#### RECORDS TO PROCESS ####
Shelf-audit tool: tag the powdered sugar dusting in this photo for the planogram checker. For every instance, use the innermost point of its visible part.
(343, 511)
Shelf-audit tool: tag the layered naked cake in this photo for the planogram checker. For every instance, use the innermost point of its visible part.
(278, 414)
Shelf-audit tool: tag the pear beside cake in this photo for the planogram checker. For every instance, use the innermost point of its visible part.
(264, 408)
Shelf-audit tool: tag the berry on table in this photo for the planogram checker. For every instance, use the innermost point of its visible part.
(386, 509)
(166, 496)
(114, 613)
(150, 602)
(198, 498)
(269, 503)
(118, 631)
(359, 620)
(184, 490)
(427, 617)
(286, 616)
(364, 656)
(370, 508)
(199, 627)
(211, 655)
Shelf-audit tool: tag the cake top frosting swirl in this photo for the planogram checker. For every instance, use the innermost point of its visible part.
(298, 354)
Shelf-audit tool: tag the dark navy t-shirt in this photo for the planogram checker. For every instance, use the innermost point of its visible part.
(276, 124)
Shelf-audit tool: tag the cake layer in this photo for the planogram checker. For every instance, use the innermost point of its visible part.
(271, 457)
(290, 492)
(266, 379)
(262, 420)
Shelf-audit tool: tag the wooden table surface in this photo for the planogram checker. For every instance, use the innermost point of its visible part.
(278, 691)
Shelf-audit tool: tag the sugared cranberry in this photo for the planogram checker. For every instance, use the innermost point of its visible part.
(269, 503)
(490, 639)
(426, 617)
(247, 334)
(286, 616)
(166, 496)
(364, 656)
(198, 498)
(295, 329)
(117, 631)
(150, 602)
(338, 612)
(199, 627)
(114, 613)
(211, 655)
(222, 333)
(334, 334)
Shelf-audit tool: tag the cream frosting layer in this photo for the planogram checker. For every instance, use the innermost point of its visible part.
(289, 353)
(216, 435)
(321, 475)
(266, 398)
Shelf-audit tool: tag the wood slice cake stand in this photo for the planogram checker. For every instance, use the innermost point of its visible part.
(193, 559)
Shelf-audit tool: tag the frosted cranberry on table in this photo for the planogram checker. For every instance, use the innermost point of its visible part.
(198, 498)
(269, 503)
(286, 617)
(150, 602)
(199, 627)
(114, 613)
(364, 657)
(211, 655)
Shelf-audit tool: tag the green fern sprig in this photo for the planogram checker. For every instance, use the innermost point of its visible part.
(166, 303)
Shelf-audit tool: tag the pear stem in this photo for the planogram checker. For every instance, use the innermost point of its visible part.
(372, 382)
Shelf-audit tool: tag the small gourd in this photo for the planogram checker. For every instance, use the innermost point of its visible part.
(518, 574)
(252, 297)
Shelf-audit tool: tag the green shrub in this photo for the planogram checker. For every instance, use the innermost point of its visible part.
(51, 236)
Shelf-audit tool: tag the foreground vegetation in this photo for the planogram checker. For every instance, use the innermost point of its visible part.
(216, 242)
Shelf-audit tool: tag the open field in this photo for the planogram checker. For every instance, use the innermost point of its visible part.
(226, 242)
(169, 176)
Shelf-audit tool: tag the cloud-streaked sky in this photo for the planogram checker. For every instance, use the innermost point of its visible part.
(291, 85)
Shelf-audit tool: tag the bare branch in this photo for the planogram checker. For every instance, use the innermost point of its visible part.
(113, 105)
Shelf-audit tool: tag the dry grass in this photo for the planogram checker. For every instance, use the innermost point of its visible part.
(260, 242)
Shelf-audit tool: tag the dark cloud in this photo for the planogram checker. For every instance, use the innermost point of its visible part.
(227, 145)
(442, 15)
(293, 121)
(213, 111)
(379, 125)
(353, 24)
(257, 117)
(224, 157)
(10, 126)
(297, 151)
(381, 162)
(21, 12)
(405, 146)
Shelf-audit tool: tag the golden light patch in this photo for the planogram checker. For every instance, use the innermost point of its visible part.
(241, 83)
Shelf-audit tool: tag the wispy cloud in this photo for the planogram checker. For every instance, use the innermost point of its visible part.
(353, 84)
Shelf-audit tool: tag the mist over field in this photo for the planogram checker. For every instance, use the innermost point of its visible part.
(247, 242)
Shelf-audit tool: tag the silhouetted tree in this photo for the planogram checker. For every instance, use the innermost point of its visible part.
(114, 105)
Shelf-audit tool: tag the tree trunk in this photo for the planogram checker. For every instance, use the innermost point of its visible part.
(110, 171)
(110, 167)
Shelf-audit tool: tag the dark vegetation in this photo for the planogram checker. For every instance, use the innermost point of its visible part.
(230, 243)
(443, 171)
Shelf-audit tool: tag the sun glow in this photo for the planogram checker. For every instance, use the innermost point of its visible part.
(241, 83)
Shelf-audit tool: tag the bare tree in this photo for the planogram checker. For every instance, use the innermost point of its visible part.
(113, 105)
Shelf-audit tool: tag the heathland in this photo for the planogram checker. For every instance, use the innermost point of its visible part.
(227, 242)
####
WHAT THE TASK ASKS: Please let your answer be exactly the lines from the one holding "Shelf-audit tool: tag the bare branch" through the last line of the entries above, both ends included.

ANSWER SPACE:
Shelf-audit tool: tag the bare branch in this photo for the planogram checker. For every instance, use the innermost point of its visible part.
(113, 105)
Shelf-audit tool: tag the dry grass in this photo for the planogram checker. For every instance, use the innermost point of its visible part.
(260, 242)
Shelf-audit tool: tag the dark cloud in this photo for the planogram checker. For every instance, use the innermost point of its visible part.
(227, 145)
(442, 15)
(293, 121)
(213, 111)
(379, 125)
(353, 24)
(257, 117)
(224, 157)
(10, 126)
(297, 151)
(381, 162)
(21, 12)
(405, 146)
Shelf-audit tool: tag the golden light patch in this photo for the planogram checker. For every instance, use the innermost point of its visible part.
(241, 83)
Shelf-audit tool: tag the wispy cloud in this photo for the planogram checker. For every instance, use the innermost point of its visible part.
(353, 84)
Shelf-audit tool: tag the mist over field in this photo for the planogram checker. For every instance, use the innermost point of its visible part.
(247, 242)
Shelf-audit tool: tag the silhouetted tree in this photo for the planogram checker. For every instance, use the innermost point of its visible part.
(114, 105)
Shelf-audit tool: tag the tree trunk in this photo for the planogram checker. For every instance, use the innermost point of its visible part.
(110, 171)
(110, 167)
Shelf-audit tool: tag the dark vegetation in this photo for the planogram checker. For every instance, use the innermost point of its visible part.
(230, 243)
(443, 171)
Shelf-audit tool: tag the sun glow in this photo for the planogram checker. For every instance, use the innermost point of its visible part.
(241, 83)
Shelf-audit tool: tag the bare tree in this photo for the planogram checker. For every instance, use the innermost point of its visible part.
(113, 105)
Shelf-audit tool: tag the heathland in this photo for the planogram checker. For every instance, use the innermost point of its visible part.
(227, 242)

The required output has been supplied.